### SUPPLIED MATERIAL
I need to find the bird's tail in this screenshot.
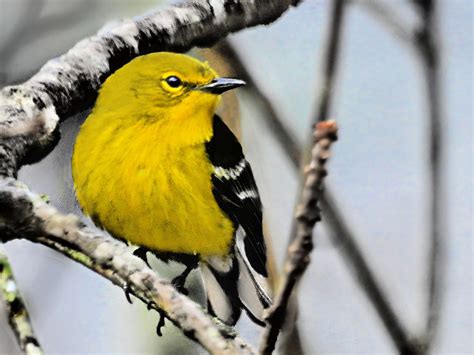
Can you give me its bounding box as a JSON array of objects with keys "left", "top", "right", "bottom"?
[{"left": 201, "top": 244, "right": 272, "bottom": 326}]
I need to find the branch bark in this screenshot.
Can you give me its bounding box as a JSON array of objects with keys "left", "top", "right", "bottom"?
[
  {"left": 259, "top": 121, "right": 338, "bottom": 355},
  {"left": 0, "top": 178, "right": 253, "bottom": 354},
  {"left": 0, "top": 0, "right": 300, "bottom": 178},
  {"left": 0, "top": 247, "right": 43, "bottom": 355},
  {"left": 0, "top": 0, "right": 302, "bottom": 352}
]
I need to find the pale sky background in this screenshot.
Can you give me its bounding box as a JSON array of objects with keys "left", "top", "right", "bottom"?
[{"left": 0, "top": 0, "right": 472, "bottom": 354}]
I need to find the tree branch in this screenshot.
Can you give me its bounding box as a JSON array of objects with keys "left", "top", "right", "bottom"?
[
  {"left": 0, "top": 247, "right": 43, "bottom": 355},
  {"left": 259, "top": 121, "right": 338, "bottom": 355},
  {"left": 216, "top": 2, "right": 421, "bottom": 353},
  {"left": 0, "top": 178, "right": 254, "bottom": 354},
  {"left": 306, "top": 1, "right": 421, "bottom": 352},
  {"left": 0, "top": 1, "right": 303, "bottom": 351},
  {"left": 0, "top": 0, "right": 300, "bottom": 178}
]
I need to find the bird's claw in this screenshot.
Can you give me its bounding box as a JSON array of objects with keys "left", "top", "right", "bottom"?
[
  {"left": 133, "top": 247, "right": 151, "bottom": 268},
  {"left": 171, "top": 275, "right": 189, "bottom": 295},
  {"left": 156, "top": 310, "right": 167, "bottom": 336},
  {"left": 123, "top": 282, "right": 133, "bottom": 304}
]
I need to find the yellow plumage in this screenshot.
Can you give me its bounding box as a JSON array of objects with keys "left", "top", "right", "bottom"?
[
  {"left": 72, "top": 52, "right": 270, "bottom": 326},
  {"left": 72, "top": 53, "right": 234, "bottom": 256}
]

### REQUIREMENT
If a line in the listing holds the word "branch", copy it out.

### RESPONSE TO THIS TASK
I need to find the branch bark in this screenshot.
I need to find the tree branch in this screenshot.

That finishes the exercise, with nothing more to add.